[The task] What is needed here is every entry, retyped exactly.

[Exercise data]

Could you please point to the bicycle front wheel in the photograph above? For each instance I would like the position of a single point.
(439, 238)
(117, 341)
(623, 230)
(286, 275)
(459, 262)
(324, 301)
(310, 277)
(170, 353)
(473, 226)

[Exercise result]
Could you please point to the bicycle front wheel in the photograph above? For each instance I would like the position of a single point.
(439, 238)
(117, 341)
(623, 230)
(286, 275)
(459, 262)
(324, 301)
(310, 277)
(170, 353)
(473, 226)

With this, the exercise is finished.